Travail demandé >>
(1) Dans l'homélie, réécris plus brièvement le paragraphe qui commence par « Le prophète Ézéchiel » en gardant ses idées principales.
(2) Recopie tout ce qui va de « Le prophète Ézéchiel » jusqu'à « leur a parlé. » dans l'homélie, en remplaçant « porte-voix » par « messager ».
(3) Réponds à ces questions sur l'homélie :
(a) Quelle fonction occupe Jaïre ?
(b) D'après l'évangile de Luc, que chercheront à faire les gens du pays de Jésus ?
(c) Quel prophète s'est heurté au même obstacle auprès des siens ?

Texte présenté >>
===============

(7 juillet 2024 : 14ème dimanche du Temps ordinaire, année B)
Après l’audace de la foi, celle de Jaïre, le chef de la synagogue et celle de la femme ayant des pertes de sang, dans l’évangile de dimanche dernier. Jésus pressé de tout coté par la foule intriguée et qui met sa foi dans cet inconnu Jésus revient dans son lieu d’origine. Ici Il est connu et les gens n’attendent rien de lui en particulier : N’est-il pas le charpentier, le fils de Marie. Pourtant, ils vont être frappés d’étonnement dit l’évangile : Quelle est cette sagesse qui lui a été donnée, et ces grands miracles qui se réalisent par ses mains ? Et ils étaient profondément choqués à son sujet poursuit l’évangile. Ils ne s’attendaient pas à cela ! et semblent recevoir le comportement de Jésus comme une trahison de sa part ! Il y a une distance difficile à franchir entre l’homme jésus, le charpentier de Nazareth, et ce Jésus qui prêche avec autorité…. La plupart ne la franchie pas, alors ils passeront de l’étonnement à la colère sans plus se poser de question. Dans l’évangile de Luc, ils chercheront même à précipiter Jésus du haut d’un escarpement. Jésus, vrai homme, vit sa vie d’homme au milieu des siens. A ce titre, il n’échappe pas aux règles de comportement des hommes : Nul n’est prophète en son pays !
Le prophète Ézéchiel s’est heurté lui aussi au même obstacle auprès des siens. Le prophète est le porte-voix de Dieu, il n’est pas là pour convaincre les hommes mais pour qu’ils entendent et qu’ils sachent en conscience que Dieu leur a parlé.

===============

Données fournies >>
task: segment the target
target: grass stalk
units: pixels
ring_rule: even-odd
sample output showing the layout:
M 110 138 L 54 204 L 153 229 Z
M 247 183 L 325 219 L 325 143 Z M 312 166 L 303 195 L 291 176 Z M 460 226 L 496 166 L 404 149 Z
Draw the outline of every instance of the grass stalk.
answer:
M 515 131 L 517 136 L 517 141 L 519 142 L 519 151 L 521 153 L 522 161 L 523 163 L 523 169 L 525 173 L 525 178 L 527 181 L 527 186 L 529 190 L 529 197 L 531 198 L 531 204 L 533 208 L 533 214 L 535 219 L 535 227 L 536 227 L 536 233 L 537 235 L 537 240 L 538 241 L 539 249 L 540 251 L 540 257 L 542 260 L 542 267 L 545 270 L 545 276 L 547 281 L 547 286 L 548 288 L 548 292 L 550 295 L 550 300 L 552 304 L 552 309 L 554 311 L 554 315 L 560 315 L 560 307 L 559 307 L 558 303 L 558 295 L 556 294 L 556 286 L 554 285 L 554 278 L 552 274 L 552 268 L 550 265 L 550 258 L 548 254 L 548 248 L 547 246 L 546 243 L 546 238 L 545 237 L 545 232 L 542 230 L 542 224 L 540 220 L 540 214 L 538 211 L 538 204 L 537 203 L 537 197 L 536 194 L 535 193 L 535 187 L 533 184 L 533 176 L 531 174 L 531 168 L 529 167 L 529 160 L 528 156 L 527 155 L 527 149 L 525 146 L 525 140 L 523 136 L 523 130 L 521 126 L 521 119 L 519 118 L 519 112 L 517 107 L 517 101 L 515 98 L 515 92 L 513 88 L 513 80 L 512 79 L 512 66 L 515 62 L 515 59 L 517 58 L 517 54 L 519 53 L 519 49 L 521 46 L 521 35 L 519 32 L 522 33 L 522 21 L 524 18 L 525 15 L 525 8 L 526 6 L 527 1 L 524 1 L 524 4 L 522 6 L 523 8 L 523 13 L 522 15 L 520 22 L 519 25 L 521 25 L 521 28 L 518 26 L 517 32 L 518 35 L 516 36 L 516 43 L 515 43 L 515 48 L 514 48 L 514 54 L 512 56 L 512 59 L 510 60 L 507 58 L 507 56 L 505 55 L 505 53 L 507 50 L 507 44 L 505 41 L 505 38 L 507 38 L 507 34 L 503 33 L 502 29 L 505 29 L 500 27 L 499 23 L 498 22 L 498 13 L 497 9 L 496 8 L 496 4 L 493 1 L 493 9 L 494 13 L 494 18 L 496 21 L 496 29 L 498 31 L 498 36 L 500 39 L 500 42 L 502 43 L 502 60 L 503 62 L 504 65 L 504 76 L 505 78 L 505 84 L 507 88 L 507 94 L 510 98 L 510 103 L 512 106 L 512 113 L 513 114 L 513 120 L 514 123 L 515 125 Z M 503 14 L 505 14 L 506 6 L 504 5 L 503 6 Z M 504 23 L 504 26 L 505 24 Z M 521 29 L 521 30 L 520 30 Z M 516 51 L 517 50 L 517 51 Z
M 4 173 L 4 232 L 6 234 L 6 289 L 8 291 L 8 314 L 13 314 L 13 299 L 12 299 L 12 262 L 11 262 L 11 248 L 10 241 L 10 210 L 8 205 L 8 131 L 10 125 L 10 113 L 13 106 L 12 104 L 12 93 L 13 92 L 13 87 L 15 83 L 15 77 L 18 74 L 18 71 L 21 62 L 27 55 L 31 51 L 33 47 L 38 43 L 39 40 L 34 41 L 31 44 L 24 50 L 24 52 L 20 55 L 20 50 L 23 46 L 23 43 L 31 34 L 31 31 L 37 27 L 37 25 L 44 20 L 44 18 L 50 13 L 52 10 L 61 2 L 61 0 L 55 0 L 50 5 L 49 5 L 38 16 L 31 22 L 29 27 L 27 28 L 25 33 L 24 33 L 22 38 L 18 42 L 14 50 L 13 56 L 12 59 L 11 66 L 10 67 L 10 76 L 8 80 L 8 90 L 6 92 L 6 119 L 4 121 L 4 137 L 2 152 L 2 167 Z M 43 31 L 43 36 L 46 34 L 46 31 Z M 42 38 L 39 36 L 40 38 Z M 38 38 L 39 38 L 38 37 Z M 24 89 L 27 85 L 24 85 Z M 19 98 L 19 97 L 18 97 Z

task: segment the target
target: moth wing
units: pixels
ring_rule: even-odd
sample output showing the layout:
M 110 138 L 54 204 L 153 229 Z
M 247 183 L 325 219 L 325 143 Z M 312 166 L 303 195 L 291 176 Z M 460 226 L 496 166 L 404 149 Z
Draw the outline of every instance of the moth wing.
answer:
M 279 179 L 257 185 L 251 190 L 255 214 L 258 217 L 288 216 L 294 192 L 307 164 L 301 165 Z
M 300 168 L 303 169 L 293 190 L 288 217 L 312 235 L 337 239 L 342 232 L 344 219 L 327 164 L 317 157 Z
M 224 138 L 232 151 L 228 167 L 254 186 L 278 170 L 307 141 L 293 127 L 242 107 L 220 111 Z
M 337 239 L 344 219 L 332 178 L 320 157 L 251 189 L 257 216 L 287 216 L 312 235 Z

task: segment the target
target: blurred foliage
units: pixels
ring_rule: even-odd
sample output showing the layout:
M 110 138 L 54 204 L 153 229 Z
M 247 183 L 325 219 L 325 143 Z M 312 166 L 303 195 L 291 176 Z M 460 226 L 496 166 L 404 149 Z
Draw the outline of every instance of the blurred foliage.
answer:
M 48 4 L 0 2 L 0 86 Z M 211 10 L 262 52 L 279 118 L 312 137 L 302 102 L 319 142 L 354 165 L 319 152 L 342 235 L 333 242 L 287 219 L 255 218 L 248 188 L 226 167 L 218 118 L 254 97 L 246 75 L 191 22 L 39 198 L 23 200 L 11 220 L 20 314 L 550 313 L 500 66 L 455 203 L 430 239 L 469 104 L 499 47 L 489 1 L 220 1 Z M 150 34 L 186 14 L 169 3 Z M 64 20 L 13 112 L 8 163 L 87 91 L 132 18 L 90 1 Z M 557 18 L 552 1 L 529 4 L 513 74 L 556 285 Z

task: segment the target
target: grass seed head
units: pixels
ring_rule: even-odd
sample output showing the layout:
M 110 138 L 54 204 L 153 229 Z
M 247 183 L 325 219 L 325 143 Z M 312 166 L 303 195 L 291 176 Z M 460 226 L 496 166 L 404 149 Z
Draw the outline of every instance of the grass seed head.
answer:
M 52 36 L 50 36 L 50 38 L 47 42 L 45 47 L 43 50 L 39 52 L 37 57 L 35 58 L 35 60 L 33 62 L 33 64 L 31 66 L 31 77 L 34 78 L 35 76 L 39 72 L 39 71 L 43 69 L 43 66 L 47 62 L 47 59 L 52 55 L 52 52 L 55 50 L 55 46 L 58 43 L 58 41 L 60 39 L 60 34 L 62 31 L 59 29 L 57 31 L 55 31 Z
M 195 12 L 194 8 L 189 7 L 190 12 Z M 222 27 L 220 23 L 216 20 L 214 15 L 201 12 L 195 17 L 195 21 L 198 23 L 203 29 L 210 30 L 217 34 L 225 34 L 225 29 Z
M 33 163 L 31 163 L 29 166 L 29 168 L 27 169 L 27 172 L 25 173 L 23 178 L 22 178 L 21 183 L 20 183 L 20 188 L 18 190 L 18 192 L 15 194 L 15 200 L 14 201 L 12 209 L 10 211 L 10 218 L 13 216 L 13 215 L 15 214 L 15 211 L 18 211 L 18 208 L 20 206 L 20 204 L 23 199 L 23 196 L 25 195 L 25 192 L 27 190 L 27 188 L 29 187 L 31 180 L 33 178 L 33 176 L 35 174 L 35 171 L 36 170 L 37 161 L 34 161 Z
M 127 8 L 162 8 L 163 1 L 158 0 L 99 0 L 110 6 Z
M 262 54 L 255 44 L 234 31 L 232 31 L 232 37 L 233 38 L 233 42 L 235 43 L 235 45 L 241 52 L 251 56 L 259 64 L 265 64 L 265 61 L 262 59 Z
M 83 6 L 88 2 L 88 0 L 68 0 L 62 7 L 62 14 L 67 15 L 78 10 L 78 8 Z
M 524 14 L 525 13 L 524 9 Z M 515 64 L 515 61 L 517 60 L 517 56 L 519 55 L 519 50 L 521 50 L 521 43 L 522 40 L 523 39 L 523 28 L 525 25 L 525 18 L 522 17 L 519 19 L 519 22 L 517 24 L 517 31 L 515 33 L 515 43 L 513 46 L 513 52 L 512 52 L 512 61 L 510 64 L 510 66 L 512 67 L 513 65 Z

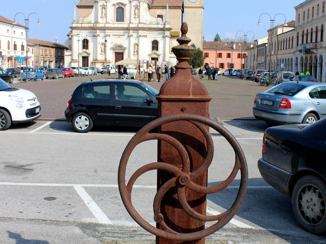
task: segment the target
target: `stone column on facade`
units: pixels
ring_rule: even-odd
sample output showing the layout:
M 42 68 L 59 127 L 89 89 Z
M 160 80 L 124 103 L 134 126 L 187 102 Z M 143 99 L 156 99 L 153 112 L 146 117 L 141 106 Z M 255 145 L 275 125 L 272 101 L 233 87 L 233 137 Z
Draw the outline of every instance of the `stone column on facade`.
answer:
M 164 51 L 163 53 L 163 61 L 168 61 L 170 52 L 170 36 L 165 34 L 164 37 Z

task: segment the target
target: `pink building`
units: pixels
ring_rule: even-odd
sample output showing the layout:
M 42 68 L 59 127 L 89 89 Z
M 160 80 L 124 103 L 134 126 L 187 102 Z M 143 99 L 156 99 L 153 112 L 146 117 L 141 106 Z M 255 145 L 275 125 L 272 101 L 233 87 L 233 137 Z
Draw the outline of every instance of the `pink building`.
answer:
M 203 52 L 206 58 L 204 65 L 217 66 L 223 70 L 228 68 L 243 69 L 246 50 L 253 46 L 254 44 L 246 43 L 245 49 L 244 42 L 204 41 Z

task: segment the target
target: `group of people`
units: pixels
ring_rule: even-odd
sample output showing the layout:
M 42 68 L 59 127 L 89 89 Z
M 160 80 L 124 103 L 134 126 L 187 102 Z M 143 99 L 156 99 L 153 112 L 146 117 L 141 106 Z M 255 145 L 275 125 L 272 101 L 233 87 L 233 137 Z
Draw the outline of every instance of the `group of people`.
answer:
M 218 72 L 218 69 L 217 68 L 215 68 L 214 66 L 212 66 L 211 68 L 209 66 L 207 66 L 206 68 L 206 75 L 208 76 L 208 80 L 217 80 L 217 74 Z M 203 70 L 201 67 L 198 71 L 198 74 L 199 74 L 200 79 L 203 78 Z M 211 76 L 213 76 L 213 79 Z

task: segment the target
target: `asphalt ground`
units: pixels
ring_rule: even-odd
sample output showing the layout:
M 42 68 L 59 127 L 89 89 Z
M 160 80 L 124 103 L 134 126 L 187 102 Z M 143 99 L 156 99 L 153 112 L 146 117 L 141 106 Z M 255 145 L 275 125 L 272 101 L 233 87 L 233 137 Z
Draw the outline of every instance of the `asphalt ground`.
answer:
M 240 80 L 236 77 L 219 76 L 217 81 L 208 81 L 207 76 L 204 76 L 201 80 L 199 75 L 194 76 L 203 84 L 209 95 L 212 98 L 209 104 L 209 113 L 212 119 L 254 119 L 252 108 L 255 96 L 268 88 L 255 86 L 251 81 Z M 110 77 L 107 74 L 99 74 L 23 83 L 15 83 L 15 81 L 11 85 L 13 87 L 30 91 L 37 97 L 41 104 L 42 116 L 37 120 L 64 120 L 64 112 L 67 103 L 77 85 L 91 79 L 96 80 L 114 78 L 112 74 Z M 165 81 L 164 77 L 161 79 L 161 82 L 163 81 Z M 144 82 L 159 91 L 164 83 L 158 82 L 157 80 Z

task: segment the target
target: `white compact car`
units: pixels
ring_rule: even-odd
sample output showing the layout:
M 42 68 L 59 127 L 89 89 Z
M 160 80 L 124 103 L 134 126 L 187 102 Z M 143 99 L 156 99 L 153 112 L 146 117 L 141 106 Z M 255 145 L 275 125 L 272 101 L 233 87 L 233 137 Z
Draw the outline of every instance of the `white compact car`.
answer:
M 0 79 L 0 130 L 11 124 L 34 120 L 41 116 L 41 106 L 33 92 L 13 88 Z

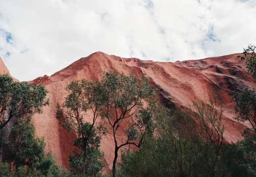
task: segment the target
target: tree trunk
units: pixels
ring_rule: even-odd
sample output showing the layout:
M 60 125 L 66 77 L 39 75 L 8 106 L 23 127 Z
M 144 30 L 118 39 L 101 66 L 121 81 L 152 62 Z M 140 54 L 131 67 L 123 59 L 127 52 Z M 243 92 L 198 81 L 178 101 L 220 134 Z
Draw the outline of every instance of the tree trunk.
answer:
M 114 126 L 113 127 L 113 134 L 114 135 L 114 144 L 115 144 L 115 148 L 114 148 L 114 161 L 113 161 L 113 167 L 112 168 L 112 176 L 113 177 L 115 177 L 115 164 L 116 164 L 116 159 L 117 159 L 117 151 L 118 150 L 118 147 L 117 147 L 117 141 L 116 140 L 116 137 L 115 136 L 115 131 L 114 130 Z
M 83 162 L 83 175 L 85 174 L 85 165 L 86 165 L 86 161 L 87 160 L 87 146 L 85 144 L 84 147 L 84 161 Z
M 16 113 L 16 112 L 15 112 Z M 8 120 L 8 118 L 10 116 L 10 108 L 7 108 L 7 110 L 5 111 L 5 114 L 3 118 L 3 123 L 5 122 Z M 16 116 L 13 117 L 9 121 L 9 122 L 4 126 L 5 128 L 3 130 L 1 130 L 1 133 L 2 133 L 2 141 L 5 144 L 8 144 L 10 142 L 10 137 L 11 136 L 11 131 L 12 128 L 14 125 L 15 121 L 17 120 Z M 1 145 L 0 145 L 1 146 Z M 0 160 L 2 162 L 5 162 L 6 161 L 6 157 L 4 155 L 6 155 L 6 150 L 3 147 L 1 147 L 0 148 Z
M 113 168 L 112 168 L 112 174 L 113 177 L 115 177 L 115 165 L 116 164 L 116 160 L 117 159 L 117 148 L 115 148 L 114 149 L 114 158 L 113 161 Z

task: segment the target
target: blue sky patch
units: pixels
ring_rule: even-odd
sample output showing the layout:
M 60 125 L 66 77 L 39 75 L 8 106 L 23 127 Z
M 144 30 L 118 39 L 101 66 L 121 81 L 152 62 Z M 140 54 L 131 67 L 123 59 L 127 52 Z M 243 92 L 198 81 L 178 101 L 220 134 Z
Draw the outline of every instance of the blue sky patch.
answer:
M 217 38 L 217 36 L 216 36 L 216 34 L 215 34 L 214 33 L 214 27 L 213 26 L 211 27 L 211 28 L 209 30 L 208 33 L 207 33 L 207 36 L 208 37 L 209 39 L 211 40 L 212 40 L 214 42 L 217 41 L 217 42 L 220 42 L 219 39 Z
M 0 29 L 0 31 L 2 32 L 3 33 L 3 34 L 5 35 L 5 40 L 6 40 L 7 42 L 12 44 L 11 40 L 13 39 L 12 37 L 11 33 L 10 32 L 7 32 L 4 30 L 3 29 Z
M 151 0 L 146 0 L 145 2 L 147 4 L 146 6 L 146 8 L 153 8 L 154 7 L 154 4 Z

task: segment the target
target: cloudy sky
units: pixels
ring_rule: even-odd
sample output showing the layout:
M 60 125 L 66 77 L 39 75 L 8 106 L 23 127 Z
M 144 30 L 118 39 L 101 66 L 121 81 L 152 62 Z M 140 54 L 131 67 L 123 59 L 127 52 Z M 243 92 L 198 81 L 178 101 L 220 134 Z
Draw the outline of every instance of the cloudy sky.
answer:
M 256 44 L 255 0 L 0 0 L 0 57 L 20 81 L 97 51 L 175 61 Z

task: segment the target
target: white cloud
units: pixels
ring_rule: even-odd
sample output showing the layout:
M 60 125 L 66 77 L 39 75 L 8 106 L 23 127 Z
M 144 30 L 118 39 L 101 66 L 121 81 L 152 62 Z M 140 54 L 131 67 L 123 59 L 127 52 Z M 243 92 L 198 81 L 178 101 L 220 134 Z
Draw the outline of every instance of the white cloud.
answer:
M 0 57 L 20 81 L 50 75 L 98 51 L 175 61 L 242 52 L 256 44 L 254 0 L 0 3 Z

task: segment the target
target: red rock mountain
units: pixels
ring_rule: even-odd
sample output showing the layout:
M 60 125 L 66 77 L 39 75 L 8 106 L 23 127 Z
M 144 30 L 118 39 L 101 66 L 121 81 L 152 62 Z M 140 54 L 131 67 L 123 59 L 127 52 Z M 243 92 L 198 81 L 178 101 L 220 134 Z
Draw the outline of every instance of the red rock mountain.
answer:
M 126 75 L 145 74 L 150 85 L 159 91 L 160 101 L 169 107 L 175 104 L 188 108 L 191 100 L 207 100 L 215 93 L 218 106 L 224 110 L 222 122 L 225 127 L 225 140 L 228 143 L 236 142 L 241 138 L 241 132 L 250 125 L 247 122 L 238 123 L 233 118 L 236 116 L 231 95 L 246 85 L 256 88 L 254 79 L 247 75 L 244 62 L 236 59 L 238 55 L 171 62 L 126 59 L 95 53 L 50 77 L 45 75 L 30 81 L 45 85 L 51 101 L 50 106 L 44 108 L 42 114 L 34 117 L 37 134 L 45 137 L 47 150 L 51 150 L 57 155 L 58 164 L 69 168 L 68 156 L 73 149 L 73 140 L 76 135 L 71 134 L 62 127 L 56 118 L 56 103 L 63 102 L 66 95 L 64 88 L 70 82 L 81 79 L 97 80 L 100 78 L 97 73 L 102 70 L 114 70 Z M 2 71 L 8 70 L 1 60 L 0 68 Z M 89 113 L 88 121 L 90 115 Z M 118 136 L 120 142 L 125 141 L 123 136 L 125 127 L 122 128 Z M 110 133 L 102 140 L 101 148 L 105 151 L 105 160 L 111 169 L 114 148 Z

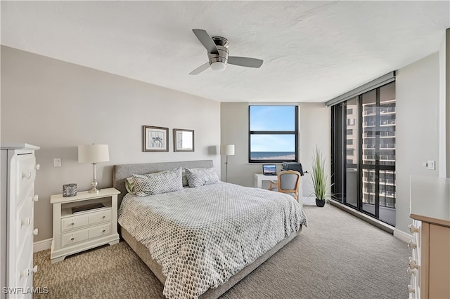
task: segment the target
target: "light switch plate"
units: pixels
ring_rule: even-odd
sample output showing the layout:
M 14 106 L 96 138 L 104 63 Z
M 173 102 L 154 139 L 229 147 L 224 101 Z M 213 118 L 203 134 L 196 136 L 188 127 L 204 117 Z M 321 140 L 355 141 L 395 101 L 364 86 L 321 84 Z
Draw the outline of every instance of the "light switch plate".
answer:
M 61 167 L 61 158 L 53 159 L 53 167 Z

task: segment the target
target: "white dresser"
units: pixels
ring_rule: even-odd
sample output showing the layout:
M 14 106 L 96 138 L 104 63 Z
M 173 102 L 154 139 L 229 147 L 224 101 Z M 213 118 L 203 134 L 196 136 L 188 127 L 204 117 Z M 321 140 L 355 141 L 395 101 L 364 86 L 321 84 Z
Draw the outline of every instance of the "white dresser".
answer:
M 106 188 L 97 193 L 78 192 L 75 197 L 52 195 L 53 205 L 53 240 L 50 260 L 60 262 L 66 256 L 94 247 L 119 242 L 117 233 L 117 194 L 115 188 Z M 94 208 L 89 205 L 101 204 Z M 74 213 L 72 208 L 89 208 Z
M 411 178 L 410 298 L 450 298 L 450 179 Z
M 0 298 L 32 297 L 34 203 L 36 164 L 34 151 L 26 143 L 2 144 L 1 201 L 0 201 Z M 6 287 L 5 289 L 4 288 Z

===============

Bonnes réponses >>
(1) Ézéchiel s'est lui aussi heurté au même obstacle auprès des siens. Porte-voix de Dieu, le prophète ne cherche pas à convaincre les hommes. Il veut qu'ils entendent et sachent en conscience que Dieu leur a parlé.

(2)
Le prophète Ézéchiel s’est heurté lui aussi au même obstacle auprès des siens. Le prophète est le messager de Dieu, il n’est pas là pour convaincre les hommes mais pour qu’ils entendent et qu’ils sachent en conscience que Dieu leur a parlé.

(3)
(a) Il est le chef de la synagogue.
(b) Ils chercheront à précipiter Jésus du haut d'un escarpement.
(c) Le prophète Ézéchiel.